- **ФРАГМЕНТ ИСТОЧНИКА**:
Мятежная повесть Андреева, с такой силой замахнувшегося на вековые «святыни», современниками писателя было воспринята как произведение, предвещающее революцию. Дух возмущения и протеста, клокочущий в повести Л. Андреева, радостно отозвался в сердцах тех, кто жаждал революционной бури. Однако в «Жизни Василия Фивейского» ощущаются и чувства недоумения и неудовлетворенности. Отрицая «благое провидение» и божественную целесообразность как глупую преднамеренную выдумку, оправдывающую страдания, ложь, угнетение, реки слез и крови, Л. Андреев вместе с тем изображает человека игрушкой злых и бессмысленных сил, непонятных, враждебных, непреодолимых. «Над всей жизнью Василия Фивейского, - пишет Л. Андреев, - тяготел суровый и загадочный рок». Однако далеко не все прогрессивные критики считали авторскую концепцию пессимистически безысходной. Н. Ашешов, например, увидел пафос повести совсем в ином: «…над всеми символическими наслоениями поэмы Андреева звучит реальная нота, а материалистическая теза, положенная в ее основу, рассеивает ненужные призраки и иллюзии. И когда этот гипноз и этот кошмар, который навевается талантом писателя, проходит, а пытливая мысль анализирует поэму всю, целиком, то звонко начинает петь в воздухе победная песня жизни и ярко выделяется клич к разумной осмысленной борьбе, к которой зовет писатель сквозь символы и туманы своего замечательного произведения» («Образование», 1904, № 5, отд. 3, с. 99).

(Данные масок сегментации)
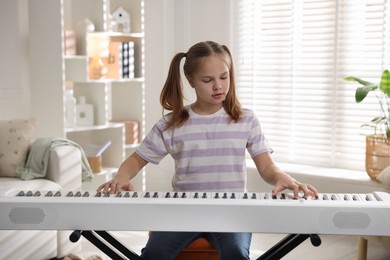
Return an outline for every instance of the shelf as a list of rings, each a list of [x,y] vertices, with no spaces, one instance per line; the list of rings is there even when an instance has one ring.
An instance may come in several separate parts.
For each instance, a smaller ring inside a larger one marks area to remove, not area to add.
[[[122,128],[123,124],[107,124],[107,125],[93,125],[93,126],[77,126],[77,127],[67,127],[66,132],[84,132],[84,131],[95,131],[95,130],[105,130],[112,128]]]
[[[140,144],[126,144],[125,149],[137,149]]]
[[[65,79],[76,83],[144,82],[143,77],[121,79],[89,79],[88,56],[65,56]]]
[[[91,36],[96,37],[109,37],[111,41],[127,41],[142,39],[144,37],[143,33],[121,33],[121,32],[90,32],[88,33]]]

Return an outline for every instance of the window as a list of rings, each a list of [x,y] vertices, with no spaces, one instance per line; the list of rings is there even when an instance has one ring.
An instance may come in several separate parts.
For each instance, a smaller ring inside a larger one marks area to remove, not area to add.
[[[389,2],[231,1],[237,92],[276,161],[364,170],[360,126],[378,104],[356,104],[344,78],[379,83],[390,69]]]

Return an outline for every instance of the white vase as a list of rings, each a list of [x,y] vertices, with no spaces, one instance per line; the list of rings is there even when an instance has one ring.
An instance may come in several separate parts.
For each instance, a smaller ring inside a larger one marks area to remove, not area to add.
[[[93,125],[93,106],[87,104],[85,97],[79,97],[79,103],[76,106],[76,123],[79,126]]]

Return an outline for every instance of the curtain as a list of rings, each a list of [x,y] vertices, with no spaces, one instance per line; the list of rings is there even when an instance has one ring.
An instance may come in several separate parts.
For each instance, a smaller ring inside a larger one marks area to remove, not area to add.
[[[256,112],[278,162],[364,170],[362,124],[379,116],[372,93],[390,69],[386,0],[232,0],[237,93]]]

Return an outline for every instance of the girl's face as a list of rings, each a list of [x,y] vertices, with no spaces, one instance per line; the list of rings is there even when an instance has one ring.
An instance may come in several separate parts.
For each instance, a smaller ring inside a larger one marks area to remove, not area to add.
[[[199,64],[199,69],[188,77],[195,89],[196,101],[192,109],[200,114],[212,114],[218,111],[225,100],[230,87],[229,68],[222,55],[212,55]]]

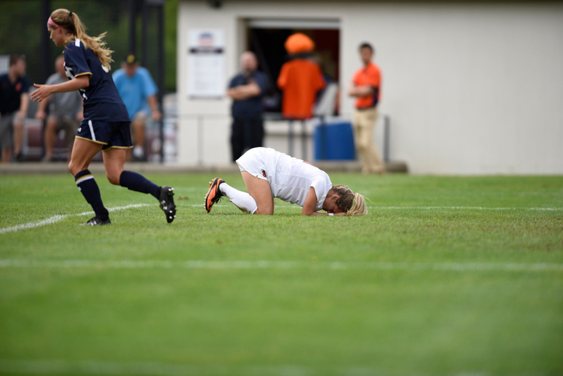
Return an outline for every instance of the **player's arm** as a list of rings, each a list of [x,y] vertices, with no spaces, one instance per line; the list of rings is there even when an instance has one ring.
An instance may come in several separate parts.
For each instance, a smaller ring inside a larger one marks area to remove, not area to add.
[[[19,119],[25,119],[27,117],[27,108],[29,106],[29,97],[26,92],[22,92],[21,95],[21,100],[19,103],[19,111],[17,113],[17,117]]]
[[[90,85],[90,75],[83,74],[78,77],[74,77],[72,80],[56,83],[55,85],[39,85],[34,83],[33,86],[38,89],[31,93],[31,99],[33,101],[42,101],[51,94],[55,92],[65,92],[74,91],[79,89],[83,89]]]
[[[303,205],[303,209],[301,211],[301,214],[303,215],[313,215],[316,214],[324,214],[315,211],[315,206],[317,206],[317,194],[315,193],[315,188],[311,187],[309,188],[309,193],[305,198],[305,204]]]
[[[42,120],[47,117],[45,108],[47,108],[47,105],[48,103],[49,97],[46,98],[44,101],[41,101],[39,102],[39,106],[38,106],[37,112],[35,113],[35,119]]]
[[[247,99],[252,97],[260,95],[262,90],[260,86],[255,82],[251,82],[246,85],[239,85],[234,88],[231,88],[227,90],[227,95],[236,101]]]

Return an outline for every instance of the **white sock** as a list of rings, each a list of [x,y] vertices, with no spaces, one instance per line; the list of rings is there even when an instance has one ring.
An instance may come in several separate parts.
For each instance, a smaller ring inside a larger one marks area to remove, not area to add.
[[[235,189],[227,183],[221,183],[219,190],[229,197],[235,206],[245,213],[254,214],[258,210],[258,205],[252,196],[246,192],[241,192]]]

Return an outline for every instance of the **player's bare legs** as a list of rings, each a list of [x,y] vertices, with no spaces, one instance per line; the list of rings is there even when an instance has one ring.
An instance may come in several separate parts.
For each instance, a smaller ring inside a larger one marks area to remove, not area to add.
[[[14,117],[14,155],[17,157],[22,153],[24,145],[24,120],[17,117]]]
[[[272,191],[268,181],[253,177],[246,171],[243,171],[240,174],[243,175],[243,180],[245,181],[248,194],[254,199],[258,205],[258,209],[254,214],[273,214],[274,199],[272,198]]]
[[[92,158],[101,150],[101,144],[87,141],[82,138],[74,138],[74,145],[70,154],[68,170],[73,175],[86,170],[92,162]]]
[[[53,158],[53,147],[57,138],[57,120],[54,117],[47,118],[45,126],[45,161],[50,161]]]
[[[120,177],[121,173],[123,172],[126,155],[127,149],[125,149],[111,148],[102,152],[106,176],[109,182],[115,186],[120,185]]]

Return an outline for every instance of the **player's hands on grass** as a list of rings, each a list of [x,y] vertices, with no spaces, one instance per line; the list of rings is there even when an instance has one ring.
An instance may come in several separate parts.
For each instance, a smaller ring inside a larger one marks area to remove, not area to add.
[[[39,85],[34,83],[33,86],[38,89],[31,93],[31,99],[34,102],[39,102],[51,95],[52,91],[49,85]]]
[[[43,110],[38,110],[35,113],[35,119],[39,119],[40,120],[43,120],[44,118],[47,117],[47,113],[45,113]]]

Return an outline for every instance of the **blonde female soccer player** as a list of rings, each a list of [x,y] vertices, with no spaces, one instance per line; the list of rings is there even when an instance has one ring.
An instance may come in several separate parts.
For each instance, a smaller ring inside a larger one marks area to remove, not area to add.
[[[273,214],[274,197],[297,204],[304,215],[357,215],[368,213],[364,196],[345,186],[333,186],[328,174],[301,159],[267,147],[255,147],[236,160],[248,193],[221,178],[209,182],[205,209],[227,196],[241,211]],[[326,213],[318,213],[320,211]]]
[[[113,51],[105,47],[105,33],[96,38],[89,36],[78,15],[66,9],[51,14],[47,28],[55,44],[65,46],[65,71],[69,81],[56,85],[35,84],[38,89],[31,99],[39,101],[55,92],[73,90],[79,90],[82,96],[84,120],[74,138],[68,169],[95,213],[85,224],[111,223],[99,188],[88,170],[92,158],[100,150],[104,152],[104,166],[110,183],[150,193],[160,202],[167,222],[172,222],[176,217],[174,188],[159,187],[142,175],[123,170],[126,149],[133,147],[130,121],[110,73]]]

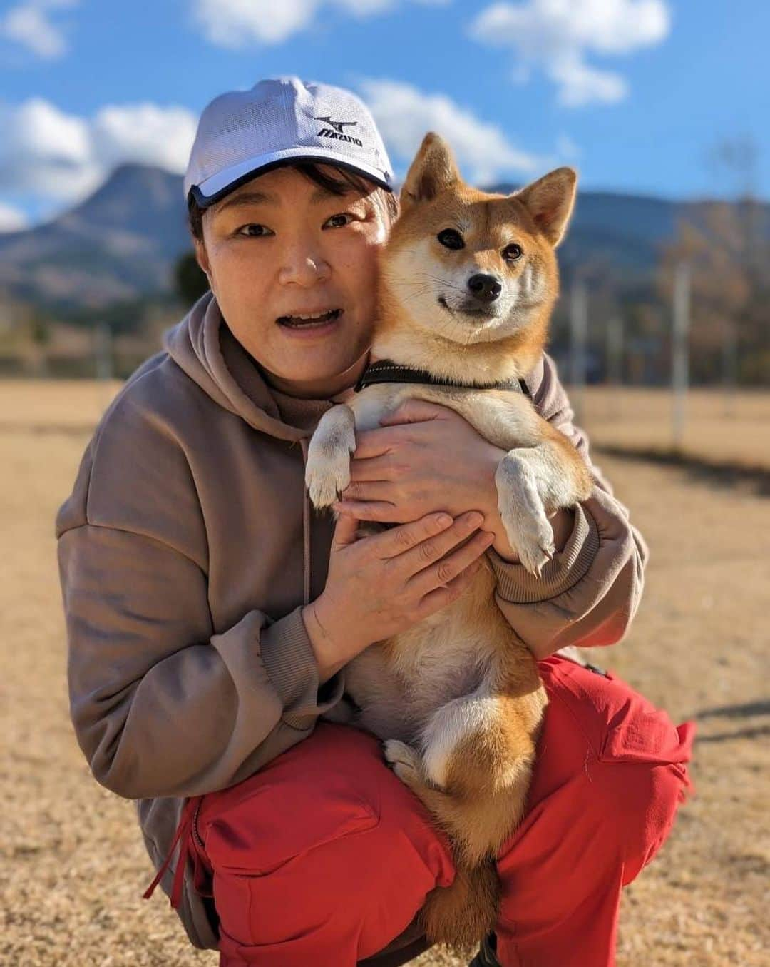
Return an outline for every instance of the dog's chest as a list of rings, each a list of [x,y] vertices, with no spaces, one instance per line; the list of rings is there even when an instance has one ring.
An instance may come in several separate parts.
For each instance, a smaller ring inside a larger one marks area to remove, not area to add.
[[[499,638],[478,620],[479,590],[350,663],[346,689],[361,710],[358,724],[382,739],[415,742],[438,708],[481,685]]]

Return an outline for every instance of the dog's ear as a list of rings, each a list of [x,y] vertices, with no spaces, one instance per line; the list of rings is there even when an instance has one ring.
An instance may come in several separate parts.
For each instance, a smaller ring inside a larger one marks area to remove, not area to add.
[[[574,168],[556,168],[536,182],[514,192],[534,219],[534,223],[556,249],[564,236],[575,204],[578,173]]]
[[[401,188],[401,207],[430,201],[459,181],[460,172],[449,145],[440,134],[428,132]]]

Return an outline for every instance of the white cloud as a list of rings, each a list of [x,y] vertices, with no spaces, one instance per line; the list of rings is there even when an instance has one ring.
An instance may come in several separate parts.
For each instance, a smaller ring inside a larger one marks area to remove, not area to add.
[[[407,164],[429,131],[446,138],[464,177],[474,184],[528,174],[548,164],[517,148],[498,125],[480,120],[444,94],[425,94],[396,80],[366,79],[358,86],[388,152]]]
[[[43,60],[55,60],[67,53],[67,40],[51,12],[75,7],[79,0],[26,0],[12,7],[0,18],[0,38],[26,47]]]
[[[562,133],[556,138],[556,154],[565,161],[574,161],[583,152],[569,134]]]
[[[192,15],[204,36],[216,46],[238,50],[254,44],[281,44],[310,27],[324,8],[354,16],[392,10],[400,0],[193,0]],[[451,0],[412,0],[422,6],[444,6]]]
[[[15,232],[26,228],[27,217],[22,211],[0,201],[0,232]]]
[[[664,41],[670,30],[668,0],[525,0],[482,11],[471,34],[518,57],[521,75],[542,67],[569,107],[615,103],[627,94],[623,77],[586,63],[590,54],[620,56]]]
[[[76,201],[121,161],[184,171],[197,119],[185,107],[108,104],[91,118],[41,98],[0,106],[0,190]]]

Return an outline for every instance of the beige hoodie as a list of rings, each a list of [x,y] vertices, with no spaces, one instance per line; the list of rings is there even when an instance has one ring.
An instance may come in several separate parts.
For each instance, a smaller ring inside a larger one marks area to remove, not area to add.
[[[587,460],[547,357],[528,383]],[[300,615],[331,539],[304,441],[330,405],[270,389],[207,293],[104,414],[59,512],[72,722],[96,778],[138,801],[156,867],[185,797],[250,776],[342,694],[344,671],[319,691]],[[490,552],[499,606],[539,656],[617,641],[641,597],[644,544],[597,480],[540,580]],[[189,874],[180,916],[215,948]]]

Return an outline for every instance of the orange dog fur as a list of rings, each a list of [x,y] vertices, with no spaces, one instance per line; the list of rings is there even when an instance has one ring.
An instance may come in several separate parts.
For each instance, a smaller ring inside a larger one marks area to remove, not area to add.
[[[377,384],[329,410],[308,453],[316,507],[348,485],[356,429],[410,397],[440,403],[507,451],[496,475],[500,515],[523,565],[539,573],[554,552],[548,514],[587,497],[590,475],[523,394],[472,387],[523,377],[543,352],[575,186],[575,172],[558,168],[511,195],[479,191],[461,180],[443,140],[426,135],[382,254],[372,354],[447,385]],[[480,307],[469,290],[479,277],[499,289]],[[547,702],[494,592],[487,566],[459,600],[346,669],[357,707],[348,720],[385,741],[396,775],[451,840],[455,881],[429,894],[421,917],[432,942],[461,949],[494,928],[495,857],[524,811]]]

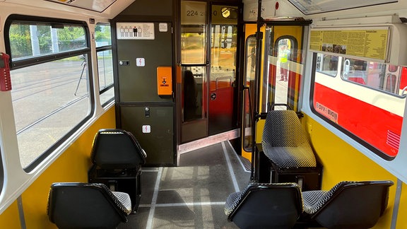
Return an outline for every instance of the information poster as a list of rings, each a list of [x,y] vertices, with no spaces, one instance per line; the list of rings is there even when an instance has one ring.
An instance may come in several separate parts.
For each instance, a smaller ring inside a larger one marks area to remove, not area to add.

- **ЗАДАНИЕ A**:
Перечислите все определения, которыми во фрагменте о повести Андреева описаны силы, чьей игрушкой изображен человек.
- **ЗАДАНИЕ B**:
Где, согласно фрагменту о повести Андреева, опубликовано приведенное высказывание Н. Ашешова?

- **РЕШЕНИЕ ЗАДАНИЯ A**:
Злых, бессмысленных, непонятных, враждебных, непреодолимых.

- **РЕШЕНИЕ ЗАДАНИЯ B**:
«Образование», 1904, № 5, отд. 3, с. 99.